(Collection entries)
┄┄┄┄┄┄┄┄┄┄
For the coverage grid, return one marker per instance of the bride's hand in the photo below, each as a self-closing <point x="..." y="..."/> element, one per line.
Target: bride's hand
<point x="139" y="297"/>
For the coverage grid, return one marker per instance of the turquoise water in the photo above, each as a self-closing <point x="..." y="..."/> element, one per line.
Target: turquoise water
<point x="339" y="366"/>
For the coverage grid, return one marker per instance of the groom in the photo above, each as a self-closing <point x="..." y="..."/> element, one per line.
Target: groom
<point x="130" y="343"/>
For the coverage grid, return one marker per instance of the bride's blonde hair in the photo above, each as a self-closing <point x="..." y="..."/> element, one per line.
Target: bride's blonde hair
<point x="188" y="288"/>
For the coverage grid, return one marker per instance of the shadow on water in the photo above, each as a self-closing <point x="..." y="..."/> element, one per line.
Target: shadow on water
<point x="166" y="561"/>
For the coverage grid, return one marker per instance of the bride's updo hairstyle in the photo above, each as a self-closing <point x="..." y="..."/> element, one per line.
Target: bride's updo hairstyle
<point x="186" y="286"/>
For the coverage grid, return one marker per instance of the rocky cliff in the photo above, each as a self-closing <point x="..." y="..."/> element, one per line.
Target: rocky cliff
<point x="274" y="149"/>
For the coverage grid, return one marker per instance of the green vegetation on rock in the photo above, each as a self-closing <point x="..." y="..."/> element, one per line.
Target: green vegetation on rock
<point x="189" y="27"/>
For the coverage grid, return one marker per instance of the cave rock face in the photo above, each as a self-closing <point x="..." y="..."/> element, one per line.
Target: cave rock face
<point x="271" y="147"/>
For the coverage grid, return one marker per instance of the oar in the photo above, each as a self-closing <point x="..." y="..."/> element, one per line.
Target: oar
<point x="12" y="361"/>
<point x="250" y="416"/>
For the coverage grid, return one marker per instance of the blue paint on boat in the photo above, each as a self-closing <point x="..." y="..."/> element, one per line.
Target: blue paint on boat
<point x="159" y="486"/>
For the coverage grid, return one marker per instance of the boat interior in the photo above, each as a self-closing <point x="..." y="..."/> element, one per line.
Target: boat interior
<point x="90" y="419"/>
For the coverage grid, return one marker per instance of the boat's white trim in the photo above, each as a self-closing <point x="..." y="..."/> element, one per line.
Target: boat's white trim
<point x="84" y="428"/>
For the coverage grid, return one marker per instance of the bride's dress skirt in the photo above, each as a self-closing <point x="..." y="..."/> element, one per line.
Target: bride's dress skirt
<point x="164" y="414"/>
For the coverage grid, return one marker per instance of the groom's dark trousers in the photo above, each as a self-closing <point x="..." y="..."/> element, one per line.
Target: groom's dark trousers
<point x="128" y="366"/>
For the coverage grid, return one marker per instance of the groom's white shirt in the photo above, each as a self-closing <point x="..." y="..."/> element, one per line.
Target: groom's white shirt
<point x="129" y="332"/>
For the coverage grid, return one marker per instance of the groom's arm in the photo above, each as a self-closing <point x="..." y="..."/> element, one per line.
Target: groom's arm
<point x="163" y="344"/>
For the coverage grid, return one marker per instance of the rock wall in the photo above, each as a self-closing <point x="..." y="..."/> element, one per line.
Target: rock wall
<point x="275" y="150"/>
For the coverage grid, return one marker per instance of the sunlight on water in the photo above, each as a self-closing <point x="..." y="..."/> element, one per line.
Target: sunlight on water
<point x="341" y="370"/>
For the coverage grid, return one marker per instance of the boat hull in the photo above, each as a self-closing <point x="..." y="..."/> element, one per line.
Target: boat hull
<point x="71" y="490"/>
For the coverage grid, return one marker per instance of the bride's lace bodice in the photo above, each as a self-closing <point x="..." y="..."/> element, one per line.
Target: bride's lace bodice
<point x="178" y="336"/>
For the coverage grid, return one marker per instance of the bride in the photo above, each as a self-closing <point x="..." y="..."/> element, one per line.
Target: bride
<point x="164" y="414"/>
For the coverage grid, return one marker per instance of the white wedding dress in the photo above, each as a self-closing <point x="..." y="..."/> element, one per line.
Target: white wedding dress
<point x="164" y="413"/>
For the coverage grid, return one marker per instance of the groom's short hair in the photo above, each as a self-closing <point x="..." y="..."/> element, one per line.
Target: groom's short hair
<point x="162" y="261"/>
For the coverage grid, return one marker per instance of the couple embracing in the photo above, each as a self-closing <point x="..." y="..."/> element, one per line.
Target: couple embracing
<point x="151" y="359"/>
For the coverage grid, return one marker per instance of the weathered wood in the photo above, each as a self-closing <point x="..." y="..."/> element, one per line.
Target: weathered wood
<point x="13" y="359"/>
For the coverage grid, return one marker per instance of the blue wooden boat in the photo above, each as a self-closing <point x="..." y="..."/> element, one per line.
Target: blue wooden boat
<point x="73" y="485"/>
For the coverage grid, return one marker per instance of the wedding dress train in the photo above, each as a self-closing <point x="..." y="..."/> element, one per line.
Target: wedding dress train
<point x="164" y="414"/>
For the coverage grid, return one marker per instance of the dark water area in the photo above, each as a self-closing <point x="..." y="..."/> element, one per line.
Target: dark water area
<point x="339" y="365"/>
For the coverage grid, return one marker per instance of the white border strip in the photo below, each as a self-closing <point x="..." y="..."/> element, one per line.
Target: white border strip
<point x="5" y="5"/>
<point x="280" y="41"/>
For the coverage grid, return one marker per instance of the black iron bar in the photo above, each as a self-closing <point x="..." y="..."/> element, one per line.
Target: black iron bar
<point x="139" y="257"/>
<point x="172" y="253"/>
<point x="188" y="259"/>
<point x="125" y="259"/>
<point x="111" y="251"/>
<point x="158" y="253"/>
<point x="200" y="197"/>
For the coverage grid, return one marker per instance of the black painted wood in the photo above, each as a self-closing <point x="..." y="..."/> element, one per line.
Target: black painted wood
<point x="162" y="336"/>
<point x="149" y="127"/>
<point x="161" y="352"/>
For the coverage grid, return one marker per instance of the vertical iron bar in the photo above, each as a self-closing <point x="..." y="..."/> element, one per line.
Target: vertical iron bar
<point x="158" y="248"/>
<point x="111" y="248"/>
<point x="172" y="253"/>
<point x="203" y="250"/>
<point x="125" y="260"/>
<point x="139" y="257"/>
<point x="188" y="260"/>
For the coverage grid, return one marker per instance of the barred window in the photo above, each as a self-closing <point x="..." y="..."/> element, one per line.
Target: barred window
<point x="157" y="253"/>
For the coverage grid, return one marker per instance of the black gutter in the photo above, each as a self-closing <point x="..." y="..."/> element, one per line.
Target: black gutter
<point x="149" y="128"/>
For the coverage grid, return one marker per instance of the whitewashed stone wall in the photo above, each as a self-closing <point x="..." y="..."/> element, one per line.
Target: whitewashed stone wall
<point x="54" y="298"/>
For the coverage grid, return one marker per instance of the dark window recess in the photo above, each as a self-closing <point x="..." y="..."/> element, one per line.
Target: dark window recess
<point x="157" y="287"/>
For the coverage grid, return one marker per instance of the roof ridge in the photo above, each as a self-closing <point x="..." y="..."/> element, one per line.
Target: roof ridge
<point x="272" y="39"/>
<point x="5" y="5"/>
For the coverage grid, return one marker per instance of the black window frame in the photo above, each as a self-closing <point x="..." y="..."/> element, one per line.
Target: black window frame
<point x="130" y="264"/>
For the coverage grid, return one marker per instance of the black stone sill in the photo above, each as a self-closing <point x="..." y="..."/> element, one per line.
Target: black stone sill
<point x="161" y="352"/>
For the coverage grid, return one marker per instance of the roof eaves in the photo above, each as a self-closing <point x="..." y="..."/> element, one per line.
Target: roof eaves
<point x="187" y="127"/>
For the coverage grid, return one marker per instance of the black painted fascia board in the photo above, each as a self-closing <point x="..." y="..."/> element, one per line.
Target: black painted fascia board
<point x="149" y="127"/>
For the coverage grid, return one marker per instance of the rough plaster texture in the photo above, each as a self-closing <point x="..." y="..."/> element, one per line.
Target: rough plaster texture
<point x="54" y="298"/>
┄┄┄┄┄┄┄┄┄┄
Goal of the exercise:
Return the lines from the line containing "the roof eaves" to the end of the entries above, exactly as they appear and with no other output.

Expected answer:
For the coverage grid, return one marker per instance of the roof eaves in the photo above, each as a self-closing <point x="..." y="..."/> element, one per line.
Target: roof eaves
<point x="187" y="127"/>
For the coverage grid, return one marker per instance of the black painted fascia board in the photo above, each as a self-closing <point x="..." y="..."/> element, one per line.
Target: black painted fascia board
<point x="149" y="127"/>
For the coverage grid, return one marker per instance of the rough plaster texture in the photo above, each as a self-closing <point x="..." y="..."/> element, one per line.
Target: rough plaster texture
<point x="54" y="298"/>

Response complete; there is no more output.